** BEGIN Extract provided **

A Picture Is Worth A Thousand Words

Jan 11, 2014

    Why is it that so many of us have an altered sense of what we truly look like as we loose the excess weight?  Just today my husband and I were talking about this.  Then tonight I get on the forum to see a post talking about body dysmorphia. Will we ever be able to look at ourselves in the mirror and see who we truly are?

      I have had a hard time seeing myself, and the changes that my body has gone through.  I look down and see the overly huge stomach, the thunder thighs, and I can turn in the mirror to see the bubble butt.  That is what I see as I look into the mirror everyday.  If I were honest,  I also see the wrinkles in my face that have just started popping up, the wrinkles on my butt, the stretch marks on my belly taking on a whole new look, and the thighs that have begun to wrinkle in a downward circle pattern.  So, I guess I would have to say that yes, I do see the changes, but my brain is not allowing me to take in the changes.

** END Extract provided **
** BEGIN Extracted records **

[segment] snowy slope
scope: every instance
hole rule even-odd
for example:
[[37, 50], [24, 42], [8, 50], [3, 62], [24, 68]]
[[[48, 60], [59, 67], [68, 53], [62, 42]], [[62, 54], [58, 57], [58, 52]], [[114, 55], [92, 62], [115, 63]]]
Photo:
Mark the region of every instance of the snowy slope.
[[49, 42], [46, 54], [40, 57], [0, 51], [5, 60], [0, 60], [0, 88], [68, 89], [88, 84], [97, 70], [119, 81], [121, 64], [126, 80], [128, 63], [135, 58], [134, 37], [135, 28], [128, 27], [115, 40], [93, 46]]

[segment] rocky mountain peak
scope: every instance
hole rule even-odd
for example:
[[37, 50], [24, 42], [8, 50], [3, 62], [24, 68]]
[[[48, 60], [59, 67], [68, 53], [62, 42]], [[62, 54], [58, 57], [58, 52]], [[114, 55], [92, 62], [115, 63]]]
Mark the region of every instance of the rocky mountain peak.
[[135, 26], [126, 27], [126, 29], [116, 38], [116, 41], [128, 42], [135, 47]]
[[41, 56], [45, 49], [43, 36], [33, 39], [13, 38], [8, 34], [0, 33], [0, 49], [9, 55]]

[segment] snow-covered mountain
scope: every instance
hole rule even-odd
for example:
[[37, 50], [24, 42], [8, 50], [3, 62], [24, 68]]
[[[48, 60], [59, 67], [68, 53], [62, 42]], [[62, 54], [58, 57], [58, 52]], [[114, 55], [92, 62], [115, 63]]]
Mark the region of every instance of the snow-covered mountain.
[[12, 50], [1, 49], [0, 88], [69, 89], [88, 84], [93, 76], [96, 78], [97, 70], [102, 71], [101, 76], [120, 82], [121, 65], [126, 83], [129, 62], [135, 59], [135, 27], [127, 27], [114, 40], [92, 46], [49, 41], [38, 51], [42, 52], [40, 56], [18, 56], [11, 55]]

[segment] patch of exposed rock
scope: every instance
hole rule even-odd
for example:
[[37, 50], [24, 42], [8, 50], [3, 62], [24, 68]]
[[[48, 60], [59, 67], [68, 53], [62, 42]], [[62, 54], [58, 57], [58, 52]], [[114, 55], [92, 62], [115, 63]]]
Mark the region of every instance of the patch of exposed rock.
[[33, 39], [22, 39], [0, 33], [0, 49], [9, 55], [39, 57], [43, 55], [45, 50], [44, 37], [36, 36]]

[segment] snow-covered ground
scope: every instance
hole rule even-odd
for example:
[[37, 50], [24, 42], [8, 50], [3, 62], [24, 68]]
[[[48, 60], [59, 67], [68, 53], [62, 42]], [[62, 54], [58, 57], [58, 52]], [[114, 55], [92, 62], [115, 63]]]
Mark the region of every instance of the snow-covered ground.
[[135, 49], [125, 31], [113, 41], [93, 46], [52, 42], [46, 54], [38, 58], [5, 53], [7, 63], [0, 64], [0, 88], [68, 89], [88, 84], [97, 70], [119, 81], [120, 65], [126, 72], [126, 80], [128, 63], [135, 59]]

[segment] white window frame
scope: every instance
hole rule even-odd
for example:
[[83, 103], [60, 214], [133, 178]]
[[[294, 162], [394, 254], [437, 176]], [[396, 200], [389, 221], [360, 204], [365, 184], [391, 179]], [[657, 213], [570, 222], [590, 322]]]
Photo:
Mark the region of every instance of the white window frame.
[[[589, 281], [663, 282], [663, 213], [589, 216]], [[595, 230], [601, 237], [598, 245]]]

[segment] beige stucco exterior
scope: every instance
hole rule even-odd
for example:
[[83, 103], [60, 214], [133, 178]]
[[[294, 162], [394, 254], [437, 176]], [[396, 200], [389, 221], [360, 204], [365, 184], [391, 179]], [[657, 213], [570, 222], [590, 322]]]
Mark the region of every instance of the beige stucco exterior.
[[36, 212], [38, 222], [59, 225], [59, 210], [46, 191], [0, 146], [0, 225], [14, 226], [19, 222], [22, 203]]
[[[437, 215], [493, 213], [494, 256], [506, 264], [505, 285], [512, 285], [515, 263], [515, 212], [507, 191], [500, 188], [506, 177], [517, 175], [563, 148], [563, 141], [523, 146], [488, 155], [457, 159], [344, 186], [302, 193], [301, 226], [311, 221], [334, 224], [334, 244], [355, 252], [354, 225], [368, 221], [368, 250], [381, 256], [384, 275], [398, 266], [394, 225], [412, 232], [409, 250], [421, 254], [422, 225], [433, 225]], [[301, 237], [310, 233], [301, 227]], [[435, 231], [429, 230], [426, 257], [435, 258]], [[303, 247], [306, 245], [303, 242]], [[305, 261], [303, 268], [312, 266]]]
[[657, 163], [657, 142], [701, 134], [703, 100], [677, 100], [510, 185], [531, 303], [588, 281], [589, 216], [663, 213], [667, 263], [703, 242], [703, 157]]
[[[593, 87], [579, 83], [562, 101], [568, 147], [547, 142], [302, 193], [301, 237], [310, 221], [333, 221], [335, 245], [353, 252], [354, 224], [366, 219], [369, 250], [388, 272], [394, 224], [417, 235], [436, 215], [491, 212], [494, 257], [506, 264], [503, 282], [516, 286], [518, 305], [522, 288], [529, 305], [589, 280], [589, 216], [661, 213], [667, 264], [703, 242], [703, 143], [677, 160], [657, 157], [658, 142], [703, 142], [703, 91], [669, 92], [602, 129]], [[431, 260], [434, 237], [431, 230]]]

** END Extracted records **

* _Directions_: Can you turn the paragraph in the blog post above the lines that begins "I have had a hard time seeing myself" into a short bulleted list that keeps its main facts?

* _Written response_:
- I struggle to see myself and the changes my body has gone through.
- In the mirror every day, I see a very large stomach, heavy thighs and a bubble butt.
- Honestly, I also see new wrinkles on my face and my butt, changed stretch marks on my belly, and thighs wrinkling in a downward circular pattern.
- So I do see the changes, but my brain won't let me take them in.